» **WHAT TO DO**
Retype each entry verbatim. Do not include the images.

» **EXERCISE DATA**
▬▬▬▬▬▬▬▬▬▬
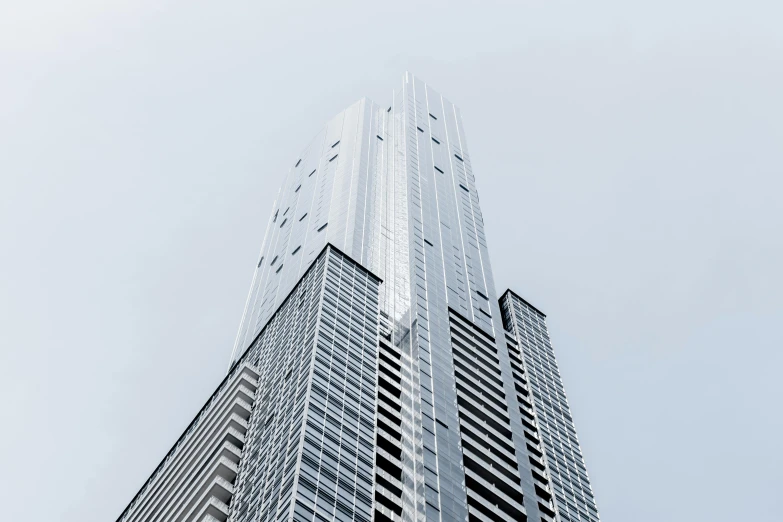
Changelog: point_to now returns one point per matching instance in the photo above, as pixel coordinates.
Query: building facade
(391, 383)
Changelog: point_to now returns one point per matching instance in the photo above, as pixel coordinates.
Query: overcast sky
(629, 159)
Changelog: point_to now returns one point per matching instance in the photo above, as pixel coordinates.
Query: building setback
(383, 378)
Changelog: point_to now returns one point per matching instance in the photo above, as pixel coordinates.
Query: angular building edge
(240, 369)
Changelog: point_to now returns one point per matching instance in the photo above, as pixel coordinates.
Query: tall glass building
(376, 375)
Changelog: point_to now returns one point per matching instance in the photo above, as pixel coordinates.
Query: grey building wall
(196, 479)
(402, 401)
(573, 494)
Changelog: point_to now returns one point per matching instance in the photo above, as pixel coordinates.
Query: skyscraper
(375, 374)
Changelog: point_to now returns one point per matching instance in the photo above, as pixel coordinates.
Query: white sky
(629, 163)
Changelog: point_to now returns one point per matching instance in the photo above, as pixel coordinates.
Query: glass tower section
(392, 385)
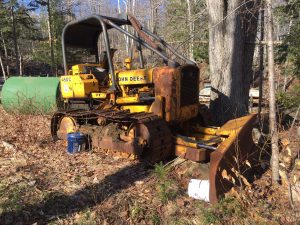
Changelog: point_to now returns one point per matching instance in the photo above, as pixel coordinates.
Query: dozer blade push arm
(232, 157)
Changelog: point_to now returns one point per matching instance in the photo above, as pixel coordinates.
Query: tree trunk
(261, 60)
(15, 38)
(191, 29)
(272, 101)
(5, 54)
(2, 68)
(20, 62)
(232, 24)
(50, 33)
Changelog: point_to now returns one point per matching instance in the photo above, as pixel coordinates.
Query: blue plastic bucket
(76, 142)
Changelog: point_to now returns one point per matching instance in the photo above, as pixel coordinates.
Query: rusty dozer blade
(228, 149)
(232, 157)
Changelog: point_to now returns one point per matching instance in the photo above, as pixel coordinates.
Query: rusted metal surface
(194, 154)
(232, 156)
(143, 134)
(179, 88)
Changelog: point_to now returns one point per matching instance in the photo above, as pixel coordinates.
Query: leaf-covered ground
(42, 184)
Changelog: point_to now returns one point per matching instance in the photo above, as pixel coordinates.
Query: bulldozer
(149, 114)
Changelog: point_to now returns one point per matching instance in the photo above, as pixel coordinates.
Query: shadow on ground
(60, 205)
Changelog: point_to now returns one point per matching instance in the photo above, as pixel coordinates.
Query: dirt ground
(42, 184)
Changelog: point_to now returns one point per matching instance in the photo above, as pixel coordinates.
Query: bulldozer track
(152, 128)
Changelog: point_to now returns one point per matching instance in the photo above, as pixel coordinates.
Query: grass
(223, 212)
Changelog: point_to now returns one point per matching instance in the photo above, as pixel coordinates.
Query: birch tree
(272, 100)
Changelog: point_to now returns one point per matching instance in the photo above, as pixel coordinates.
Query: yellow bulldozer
(149, 114)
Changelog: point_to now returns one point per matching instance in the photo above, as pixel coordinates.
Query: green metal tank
(31, 95)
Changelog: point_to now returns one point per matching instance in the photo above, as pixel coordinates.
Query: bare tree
(261, 59)
(50, 33)
(232, 24)
(15, 38)
(2, 68)
(272, 101)
(191, 29)
(5, 54)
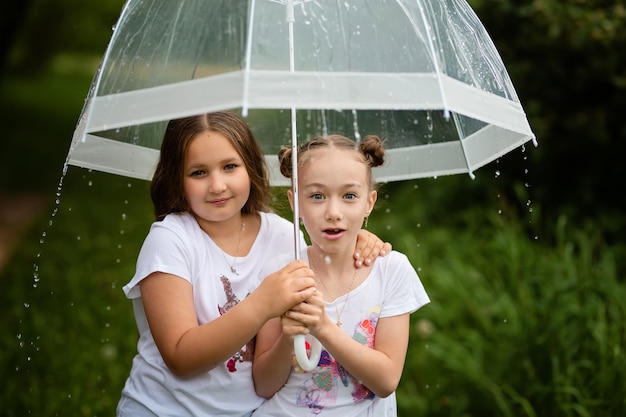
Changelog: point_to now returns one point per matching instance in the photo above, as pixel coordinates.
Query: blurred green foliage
(524, 265)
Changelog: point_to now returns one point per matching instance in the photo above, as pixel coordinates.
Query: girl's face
(216, 183)
(334, 198)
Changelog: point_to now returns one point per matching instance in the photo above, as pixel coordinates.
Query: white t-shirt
(392, 288)
(177, 245)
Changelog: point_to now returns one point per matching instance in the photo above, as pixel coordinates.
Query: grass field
(520, 324)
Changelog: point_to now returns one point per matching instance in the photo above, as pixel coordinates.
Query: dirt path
(17, 212)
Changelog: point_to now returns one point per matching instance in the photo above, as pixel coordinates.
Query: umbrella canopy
(422, 74)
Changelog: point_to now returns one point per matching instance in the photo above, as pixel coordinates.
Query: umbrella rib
(246, 75)
(446, 111)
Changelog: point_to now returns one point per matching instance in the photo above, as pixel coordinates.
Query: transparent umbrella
(422, 74)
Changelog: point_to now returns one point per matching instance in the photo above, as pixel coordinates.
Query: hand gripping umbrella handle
(308, 363)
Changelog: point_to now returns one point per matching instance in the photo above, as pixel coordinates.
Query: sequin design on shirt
(246, 353)
(321, 389)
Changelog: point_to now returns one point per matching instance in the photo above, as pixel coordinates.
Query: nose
(217, 185)
(333, 211)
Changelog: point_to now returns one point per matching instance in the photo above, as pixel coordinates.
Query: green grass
(521, 323)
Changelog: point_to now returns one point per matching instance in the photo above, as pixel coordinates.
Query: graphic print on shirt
(321, 389)
(246, 353)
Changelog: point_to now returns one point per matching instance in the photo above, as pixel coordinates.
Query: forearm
(372, 368)
(204, 347)
(272, 368)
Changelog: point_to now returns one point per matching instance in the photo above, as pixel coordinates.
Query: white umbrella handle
(308, 363)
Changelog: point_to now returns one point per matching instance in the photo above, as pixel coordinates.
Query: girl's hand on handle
(306, 317)
(369, 247)
(284, 289)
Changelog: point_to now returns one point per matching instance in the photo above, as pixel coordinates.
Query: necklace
(232, 265)
(343, 307)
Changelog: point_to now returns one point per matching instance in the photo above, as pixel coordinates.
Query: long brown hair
(371, 151)
(166, 188)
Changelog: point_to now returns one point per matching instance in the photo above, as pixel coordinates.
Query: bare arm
(273, 355)
(384, 362)
(187, 347)
(368, 247)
▬▬▬▬▬▬▬▬▬▬
» **PROBLEM SOLUTION**
Changelog: point_to now returns one point per matching instance in the photo above, as pixel coordinates.
Query: building facade
(391, 383)
Changelog: point_to now returns one point per matching instance in the photo above, as pixel coordinates.
Query: overcast sky
(629, 159)
Changelog: point_to now returns one point per matching instance in the photo above, as pixel coordinates.
Query: building setback
(383, 378)
Changelog: point_to now returns one point per matching instance in the photo above, as pixel coordinates.
Query: angular building edge
(240, 369)
Changelog: point_to now returns one point per matching instance in the photo above, as pixel coordinates.
Query: tall glass building
(376, 375)
Changelog: point_to now returns one point per matching instance in the photo above, as pixel coordinates.
Query: grey building wall
(196, 479)
(402, 401)
(573, 494)
Changelog: point_to now returns one point per matching instance in the photo above, as pixel coordinates.
Query: skyscraper
(375, 374)
Changelog: point_to now returns one point per matching instance in the photo above, as pixel coordinates.
Query: white sky
(629, 163)
Changelog: point_to now returns one point per matching instance in the photo above, as pixel coordinates.
Query: glass tower section
(392, 385)
Changelog: point_to now returns one point per matching instance in the photo above, as pixel coordinates.
Query: dozer blade push arm
(232, 157)
Changelog: point_to now returns one point per matching instance in the photo above, as pixel coordinates.
Query: tree trunk
(261, 60)
(15, 38)
(191, 29)
(272, 101)
(5, 54)
(2, 68)
(20, 62)
(232, 24)
(50, 33)
Changelog: point_to now returns one point per matching instance in the photo above, as pixel coordinates.
Query: blue plastic bucket
(76, 142)
Changelog: point_to now returns one point per matching instance in the photo above, as pixel coordinates.
Query: rusty dozer blade
(228, 149)
(232, 157)
Changelog: point_to now returns one point per matching instance in the photo above, as pixel coordinates.
Query: rusted metal surface
(194, 154)
(232, 156)
(143, 134)
(179, 88)
Changelog: point_to now returns one point per matching instance in the photo above, as pixel coordinates.
Query: leaf-covered ground
(42, 184)
Changelog: point_to now returns one point per matching instance in the photo above, as pixel coordinates.
Query: bulldozer
(149, 114)
Changelog: point_to now returns one point per matching instance in the photo above, as pixel coordinates.
Query: shadow on ground
(60, 205)
Changelog: point_to now returns one point per matching instance in the photo above, as pixel coordinates.
Query: dirt ground
(42, 184)
Changelog: point_to now returns one point per matching instance in the photo above, as pixel coordinates.
Query: bulldozer track
(152, 128)
Changelog: point_to now returns one point per matching instance in the photo above, as pixel coordinates.
Query: grass
(223, 212)
Changelog: point_to now returns one point per matching instance in the photo above, as pixel coordinates.
Query: birch tree
(272, 100)
Changelog: point_to now returns one point per matching instance in the photo above, as pixel coordinates.
Query: yellow bulldozer
(149, 114)
Changelog: point_to now returns one point per matching instance in the photo above, as pixel coordinates.
Query: green metal tank
(31, 95)
Changelog: point_to now returns one point per matching instance in the photo above, as pixel coordinates.
Query: bare tree
(261, 59)
(50, 33)
(232, 24)
(15, 38)
(2, 68)
(272, 101)
(191, 29)
(5, 54)
Changelog: point_to now returns one point per matching instance in the photo above, as pixel coordinates.
Query: blurred green foliage
(524, 265)
Changelog: point_to now returns one point per matching instance in the photo above, as pixel coordinates.
Query: girl's face
(216, 183)
(334, 198)
Changelog: point_to now returns one point per matching instance in the photo above, as pixel coordinates.
Query: white t-shirt
(392, 288)
(177, 245)
Changelog: point_to now returns one point per matching instance in the photo above, as pixel coordinates.
Query: grass field
(520, 324)
Changelog: point_to now returns one point per matching instance in the photo above, as pixel coordinates.
Query: dirt path
(17, 212)
Changelog: point_to now returns one point per matching instance in the photo above, as pixel coordinates.
Query: umbrella canopy
(422, 74)
Changelog: point_to now returns one point per matching instance in the photo above, as pixel coordinates.
Query: umbrella rib
(246, 75)
(446, 111)
Changelog: point_to now returns one point per matching instance in the photo above, as pixel coordinates.
Query: transparent umbrella
(422, 74)
Changelog: point_to now returns one point per matching instance in the photo above, as pixel coordinates.
Query: hand gripping umbrella handle
(308, 363)
Changelog: point_to now returns one point per matching instance in the photo above, as pixel coordinates.
Query: sequin design on shirt
(246, 353)
(321, 389)
Changelog: point_to now returns one point per matching instance in the photo above, as pixel coordinates.
Query: nose
(217, 185)
(333, 211)
Changelog: point_to now returns one point per matching instance in the photo above, as pixel coordinates.
Query: green grass
(521, 323)
Changelog: point_to now returns one point per matching instance in the photo above, as pixel coordinates.
Query: graphic print on shirt
(321, 389)
(246, 353)
Changelog: point_to now returns one point per matching instance in the photo above, as pixel coordinates.
Query: forearm
(372, 368)
(204, 347)
(272, 368)
Changelog: point_to now returns one point per matching instance in the photo above, as pixel coordinates.
Query: white umbrella handle
(308, 363)
Changelog: point_to now returns one point per matching instance in the photo above, as pixel coordinates.
Query: girl's hand on handle
(306, 317)
(369, 247)
(284, 289)
Changelog: point_to now returns one point per matching instance in the photo above, as pixel coordinates.
Query: necklace
(232, 265)
(343, 307)
Changelog: point_to now returns one point per matching instance in the photo above, as pixel coordinates.
Query: long brown hair
(371, 151)
(166, 188)
Changelog: point_to now returns one point per matching instance in the photo above, as pixel coordinates.
Query: bare arm
(273, 355)
(384, 362)
(187, 347)
(368, 247)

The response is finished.